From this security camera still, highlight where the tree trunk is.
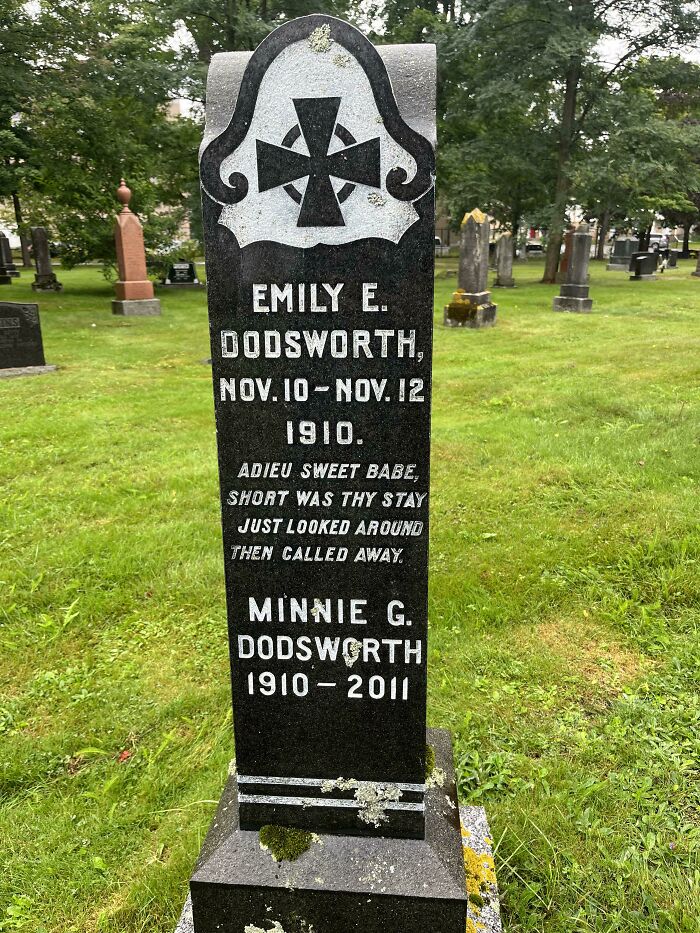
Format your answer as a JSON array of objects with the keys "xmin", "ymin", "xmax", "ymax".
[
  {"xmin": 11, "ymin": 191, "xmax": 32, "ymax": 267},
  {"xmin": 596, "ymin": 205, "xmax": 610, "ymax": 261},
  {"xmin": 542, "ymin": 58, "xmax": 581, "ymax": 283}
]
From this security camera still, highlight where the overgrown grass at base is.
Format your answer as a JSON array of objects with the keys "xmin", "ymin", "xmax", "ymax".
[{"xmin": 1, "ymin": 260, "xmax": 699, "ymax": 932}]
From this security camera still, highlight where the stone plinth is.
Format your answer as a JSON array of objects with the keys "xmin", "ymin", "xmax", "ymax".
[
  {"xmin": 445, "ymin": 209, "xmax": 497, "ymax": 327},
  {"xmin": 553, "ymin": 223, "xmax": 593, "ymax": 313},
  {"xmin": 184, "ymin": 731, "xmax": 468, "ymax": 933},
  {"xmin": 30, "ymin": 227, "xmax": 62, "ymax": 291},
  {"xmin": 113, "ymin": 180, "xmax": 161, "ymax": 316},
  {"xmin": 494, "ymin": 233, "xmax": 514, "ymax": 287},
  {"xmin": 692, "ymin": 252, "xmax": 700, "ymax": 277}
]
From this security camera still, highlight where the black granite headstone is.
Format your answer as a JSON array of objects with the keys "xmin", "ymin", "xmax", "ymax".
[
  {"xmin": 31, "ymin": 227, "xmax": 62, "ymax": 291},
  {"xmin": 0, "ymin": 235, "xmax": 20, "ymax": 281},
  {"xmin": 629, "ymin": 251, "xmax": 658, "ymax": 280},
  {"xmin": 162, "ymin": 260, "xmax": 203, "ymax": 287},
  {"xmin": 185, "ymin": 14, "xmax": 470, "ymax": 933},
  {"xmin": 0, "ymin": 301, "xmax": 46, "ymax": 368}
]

┄┄┄┄┄┄

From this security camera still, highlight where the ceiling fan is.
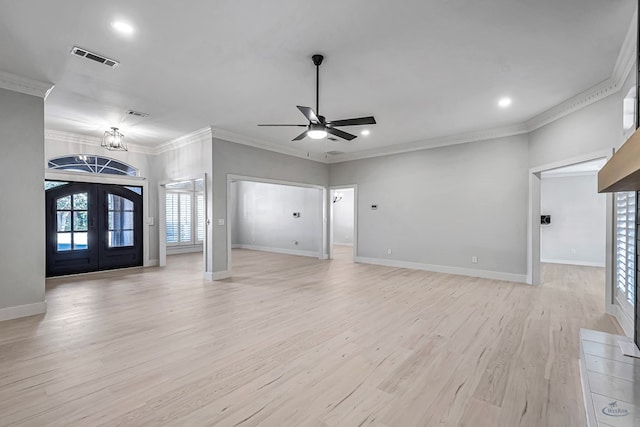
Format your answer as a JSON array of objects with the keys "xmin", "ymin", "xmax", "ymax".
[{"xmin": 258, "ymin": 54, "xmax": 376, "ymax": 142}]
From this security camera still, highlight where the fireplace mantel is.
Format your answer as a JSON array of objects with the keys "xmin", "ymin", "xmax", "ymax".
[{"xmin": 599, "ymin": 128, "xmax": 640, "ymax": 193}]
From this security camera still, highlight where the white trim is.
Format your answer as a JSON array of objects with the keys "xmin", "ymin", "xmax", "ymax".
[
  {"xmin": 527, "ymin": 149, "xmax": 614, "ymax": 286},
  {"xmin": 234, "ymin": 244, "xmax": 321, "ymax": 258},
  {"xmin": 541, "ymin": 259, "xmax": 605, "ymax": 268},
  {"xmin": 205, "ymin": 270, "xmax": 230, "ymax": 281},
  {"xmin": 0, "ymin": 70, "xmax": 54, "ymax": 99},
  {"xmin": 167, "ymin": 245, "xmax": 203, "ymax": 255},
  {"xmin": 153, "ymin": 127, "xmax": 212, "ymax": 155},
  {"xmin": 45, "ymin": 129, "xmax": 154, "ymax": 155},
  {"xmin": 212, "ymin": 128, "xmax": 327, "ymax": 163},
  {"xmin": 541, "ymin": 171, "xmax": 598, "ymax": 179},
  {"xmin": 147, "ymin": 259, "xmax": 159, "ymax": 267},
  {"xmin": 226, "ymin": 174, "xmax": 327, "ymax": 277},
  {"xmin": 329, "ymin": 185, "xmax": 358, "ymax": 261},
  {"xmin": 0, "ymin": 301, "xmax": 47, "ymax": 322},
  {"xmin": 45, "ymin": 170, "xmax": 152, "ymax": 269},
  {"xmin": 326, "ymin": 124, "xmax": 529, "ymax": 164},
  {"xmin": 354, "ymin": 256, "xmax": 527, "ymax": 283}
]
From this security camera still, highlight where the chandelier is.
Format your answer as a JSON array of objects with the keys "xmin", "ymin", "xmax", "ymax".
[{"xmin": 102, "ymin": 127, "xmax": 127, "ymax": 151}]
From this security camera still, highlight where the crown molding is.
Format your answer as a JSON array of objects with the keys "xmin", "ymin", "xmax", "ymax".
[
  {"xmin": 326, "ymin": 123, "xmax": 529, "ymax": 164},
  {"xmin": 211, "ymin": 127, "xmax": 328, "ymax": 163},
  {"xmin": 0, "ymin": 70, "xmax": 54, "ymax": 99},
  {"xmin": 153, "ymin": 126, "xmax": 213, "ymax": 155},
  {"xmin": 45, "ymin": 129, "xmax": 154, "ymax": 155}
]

┄┄┄┄┄┄

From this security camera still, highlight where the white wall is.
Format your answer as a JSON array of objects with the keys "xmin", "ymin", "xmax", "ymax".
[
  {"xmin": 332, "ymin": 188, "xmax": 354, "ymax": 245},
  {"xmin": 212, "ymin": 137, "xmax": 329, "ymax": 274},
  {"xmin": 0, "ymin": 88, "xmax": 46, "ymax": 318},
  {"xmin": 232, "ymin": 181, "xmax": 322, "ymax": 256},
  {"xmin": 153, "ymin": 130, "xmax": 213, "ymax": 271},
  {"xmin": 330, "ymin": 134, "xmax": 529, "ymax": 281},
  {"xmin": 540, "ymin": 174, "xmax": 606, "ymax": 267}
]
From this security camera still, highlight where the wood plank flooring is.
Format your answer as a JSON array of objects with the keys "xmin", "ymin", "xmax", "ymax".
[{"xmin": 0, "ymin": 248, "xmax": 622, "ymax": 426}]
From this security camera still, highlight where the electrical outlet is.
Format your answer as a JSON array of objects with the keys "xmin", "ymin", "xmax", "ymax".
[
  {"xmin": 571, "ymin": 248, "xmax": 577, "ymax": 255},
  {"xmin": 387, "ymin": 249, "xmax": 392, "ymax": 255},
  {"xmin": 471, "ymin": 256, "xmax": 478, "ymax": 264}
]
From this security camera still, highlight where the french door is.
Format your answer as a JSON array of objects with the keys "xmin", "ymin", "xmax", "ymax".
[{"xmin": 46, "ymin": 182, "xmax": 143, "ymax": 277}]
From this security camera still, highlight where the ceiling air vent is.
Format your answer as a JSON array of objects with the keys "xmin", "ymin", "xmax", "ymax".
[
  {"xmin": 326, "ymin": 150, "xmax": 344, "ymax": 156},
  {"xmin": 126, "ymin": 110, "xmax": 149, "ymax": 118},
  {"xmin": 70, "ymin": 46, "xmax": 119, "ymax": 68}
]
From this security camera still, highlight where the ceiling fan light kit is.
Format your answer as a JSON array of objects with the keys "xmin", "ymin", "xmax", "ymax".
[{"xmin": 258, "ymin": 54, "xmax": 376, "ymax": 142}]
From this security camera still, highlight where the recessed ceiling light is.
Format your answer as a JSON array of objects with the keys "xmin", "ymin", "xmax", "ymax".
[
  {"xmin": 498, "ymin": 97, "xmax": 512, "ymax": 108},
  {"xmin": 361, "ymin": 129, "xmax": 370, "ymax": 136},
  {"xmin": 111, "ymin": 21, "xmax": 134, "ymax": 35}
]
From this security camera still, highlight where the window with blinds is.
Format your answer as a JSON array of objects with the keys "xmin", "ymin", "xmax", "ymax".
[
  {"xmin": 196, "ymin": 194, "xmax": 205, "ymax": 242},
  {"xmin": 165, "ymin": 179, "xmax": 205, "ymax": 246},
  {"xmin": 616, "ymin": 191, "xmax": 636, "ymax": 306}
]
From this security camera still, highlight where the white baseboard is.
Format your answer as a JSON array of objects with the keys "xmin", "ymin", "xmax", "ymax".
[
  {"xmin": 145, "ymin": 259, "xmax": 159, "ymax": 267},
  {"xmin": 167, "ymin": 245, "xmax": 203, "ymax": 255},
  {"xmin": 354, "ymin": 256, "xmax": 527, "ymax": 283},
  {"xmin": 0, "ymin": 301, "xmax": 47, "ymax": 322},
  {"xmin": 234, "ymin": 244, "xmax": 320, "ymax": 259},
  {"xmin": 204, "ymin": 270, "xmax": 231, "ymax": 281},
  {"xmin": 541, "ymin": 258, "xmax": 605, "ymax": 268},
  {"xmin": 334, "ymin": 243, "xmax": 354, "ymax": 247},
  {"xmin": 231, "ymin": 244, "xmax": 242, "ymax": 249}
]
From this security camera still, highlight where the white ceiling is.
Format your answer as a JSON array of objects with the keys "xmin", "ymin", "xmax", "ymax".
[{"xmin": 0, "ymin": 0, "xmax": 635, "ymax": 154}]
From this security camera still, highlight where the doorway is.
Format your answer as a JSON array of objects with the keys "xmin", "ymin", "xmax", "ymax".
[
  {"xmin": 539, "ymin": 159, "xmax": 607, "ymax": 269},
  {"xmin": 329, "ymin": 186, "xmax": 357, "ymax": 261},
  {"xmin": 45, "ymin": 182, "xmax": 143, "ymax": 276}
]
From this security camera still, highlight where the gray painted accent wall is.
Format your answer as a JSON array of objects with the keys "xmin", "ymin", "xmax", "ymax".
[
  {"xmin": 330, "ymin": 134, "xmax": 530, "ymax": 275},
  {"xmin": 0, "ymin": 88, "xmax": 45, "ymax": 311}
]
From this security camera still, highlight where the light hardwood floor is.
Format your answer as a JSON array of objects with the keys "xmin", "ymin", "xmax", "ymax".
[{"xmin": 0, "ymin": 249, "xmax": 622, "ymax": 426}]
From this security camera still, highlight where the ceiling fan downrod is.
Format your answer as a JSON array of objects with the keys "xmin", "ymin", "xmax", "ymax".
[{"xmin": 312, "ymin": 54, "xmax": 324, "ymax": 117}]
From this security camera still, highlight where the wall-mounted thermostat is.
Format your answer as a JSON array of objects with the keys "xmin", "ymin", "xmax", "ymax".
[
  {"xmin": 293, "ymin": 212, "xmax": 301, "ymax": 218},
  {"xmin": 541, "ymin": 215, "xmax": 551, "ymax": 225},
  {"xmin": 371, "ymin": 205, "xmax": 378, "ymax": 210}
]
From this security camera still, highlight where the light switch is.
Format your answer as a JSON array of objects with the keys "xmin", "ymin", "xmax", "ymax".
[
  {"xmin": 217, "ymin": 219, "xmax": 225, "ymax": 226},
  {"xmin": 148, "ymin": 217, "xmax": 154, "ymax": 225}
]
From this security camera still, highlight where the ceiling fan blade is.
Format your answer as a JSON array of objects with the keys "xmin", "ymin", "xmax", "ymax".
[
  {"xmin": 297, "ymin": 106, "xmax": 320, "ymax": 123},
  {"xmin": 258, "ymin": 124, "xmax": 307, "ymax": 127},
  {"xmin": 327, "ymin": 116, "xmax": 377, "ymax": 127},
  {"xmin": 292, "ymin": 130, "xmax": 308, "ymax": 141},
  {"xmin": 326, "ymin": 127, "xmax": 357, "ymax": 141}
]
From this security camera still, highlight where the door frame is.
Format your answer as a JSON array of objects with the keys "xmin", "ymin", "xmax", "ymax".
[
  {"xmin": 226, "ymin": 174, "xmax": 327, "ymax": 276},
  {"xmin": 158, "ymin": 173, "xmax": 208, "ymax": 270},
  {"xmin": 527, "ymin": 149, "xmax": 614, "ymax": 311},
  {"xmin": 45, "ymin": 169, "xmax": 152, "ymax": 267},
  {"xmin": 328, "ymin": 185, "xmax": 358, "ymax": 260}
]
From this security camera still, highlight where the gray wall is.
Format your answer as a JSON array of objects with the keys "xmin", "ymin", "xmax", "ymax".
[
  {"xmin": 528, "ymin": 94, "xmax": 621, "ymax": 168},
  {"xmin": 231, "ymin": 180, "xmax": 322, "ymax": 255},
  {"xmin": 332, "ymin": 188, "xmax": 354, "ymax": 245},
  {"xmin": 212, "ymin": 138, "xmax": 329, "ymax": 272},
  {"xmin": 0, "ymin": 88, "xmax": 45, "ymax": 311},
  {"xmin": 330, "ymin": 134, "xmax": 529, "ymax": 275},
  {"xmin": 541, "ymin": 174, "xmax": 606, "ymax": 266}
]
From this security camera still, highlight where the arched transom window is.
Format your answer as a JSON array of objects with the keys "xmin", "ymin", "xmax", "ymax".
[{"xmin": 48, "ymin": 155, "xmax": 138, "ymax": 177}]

┄┄┄┄┄┄

WORK TASK -
What's needed is an exact copy of the lines above from the one with "From this security camera still, highlight where the tree" through the one with "From this security camera still, highlight where the stone", both included; the pictures stay out.

EXERCISE SOLUTION -
From this security camera still, highlight where the tree trunk is.
Format your answer as a JSON array of objects with the keys "xmin", "ymin", "xmax", "ymax".
[
  {"xmin": 11, "ymin": 191, "xmax": 32, "ymax": 267},
  {"xmin": 596, "ymin": 205, "xmax": 610, "ymax": 261},
  {"xmin": 542, "ymin": 58, "xmax": 581, "ymax": 283}
]
From this security camera still, highlight where the overgrown grass at base is.
Format your answer as a JSON array of objects with the keys "xmin", "ymin", "xmax", "ymax".
[{"xmin": 1, "ymin": 260, "xmax": 699, "ymax": 932}]
From this security camera still, highlight where the stone plinth is.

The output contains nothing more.